**Testo proposto:**

----

L’identica particolare situazione morfologica si ripresenta più a sud nella zona di capo San Teodoro, un promontorio che chiude la parte più settentrionale dello Stagnone di Marsala, dove sono stati ritrovati numerosi manufatti in ossidiana.
E poi fin dagli anni quaranta del novecento, gli studiosi avevano accertato la presenza di numerosi strumenti di ossidiana in molti luoghi dell’entroterra del trapanese, ma soprattutto, nei dintorni di Paceco, lungo la valle del Baiata, nei pressi di Malummeri, insieme alla presenza di fittili in ceramica dell’età del Neolitico antico e medio.
I ritrovamenti erano stati effettuati nella Grotta Maiorana come riferiva la Bovio Marconi, ma anche recentemente il Filippi in contrada Costa Chiappera di Dattilo.
Comunque è da segnalare il ritrovamento di alcuni pani di rame, anche senza alcuna documentazione purtroppo del contesto archeologico di provenienza. I pani di rame costituirebbero tuttavia un primo segnale sicuro sul fatto che l’approdo di Trapani era frequentato ed inserito «nel complesso sistema di rotte che collegavano i centri di produzione con quelli di commercializzazione dei metalli e che nel corso delle fasi finali della preistoria, da oriente ad occidente univano tutto il Mediterraneo».
Dicono gli archeologi, come Antonino Filippi, che particolarmente complesso si presenta il problema relativo all’antica morfologia del porto e di tutto il territorio circostante la città ed a tal proposito allega alle sue ricerche la pianta della città e del porto dell’anno 1872.
Ad est ed a sud nella area lagunare della città sono avvenute modificazioni ambientali consistenti e nella zona portuale sono da imputare in primo luogo alla attività di sfruttamento delle saline, ma anche alla canalizzazione dell’alveo dei torrenti Lenzi (il dolce) e Baiata (il salso), i quali nell’ultimo secolo hanno prodotto un differente apporto di sedimenti, conclude l’archeologo, in tutta l’area.
Ad esempio, «nella zona lagunare che si estendeva intorno a Trapani e fino alle pendici del Monte Erice, queste trasformazioni antropiche sono rilevabili anche attraverso la lettura delle fonti storiche e delle rappresentazioni iconografiche degli ultimi secoli (mappe, topografie, portolani etc..)».
Il territorio ad est della città, pertanto, era caratterizzato da estesi cordoni dunali intervallati da pantani, come quello famoso del cosiddetto Lago Cepeo che venne bonificato verso la fine dell’ottocento, e da campi coltivati.
Il geografo e storico Massa, nella sua “Sicilia in prospettiva”, agli inizi dell’ottocento evidenziava la presenza a Nord Est della città di un lungo litorale sabbioso che veniva denominato in quel tempo la spiaggia “delli fungitelli”, ma che certamente è l’attuale San Giuliano.
Il litorale separava il mare dalla zona detta dei Cavallacci che era stata raffigurata nelle celebre stampa dell’Orlandi, della fine del cinquecento, con le senie e gli orti e poi più avanti con saline.

----

**Obiettivo dell'esercizio:**
Risponda brevemente in base al testo proposto:
1. In quale grotta erano stati effettuati i ritrovamenti secondo quanto riferiva la Bovio Marconi?
2. Di quale anno è la pianta della città e del porto che Antonino Filippi allega alle sue ricerche?
3. Verso quale periodo venne bonificato il Lago Cepeo?

**Sezione dei dati:**
----

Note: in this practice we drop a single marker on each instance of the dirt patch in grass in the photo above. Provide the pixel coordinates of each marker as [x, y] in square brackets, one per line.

----

**Risultato dell'esercizio:**
1. Nella Grotta Maiorana.
2. Del 1872.
3. Verso la fine dell'ottocento.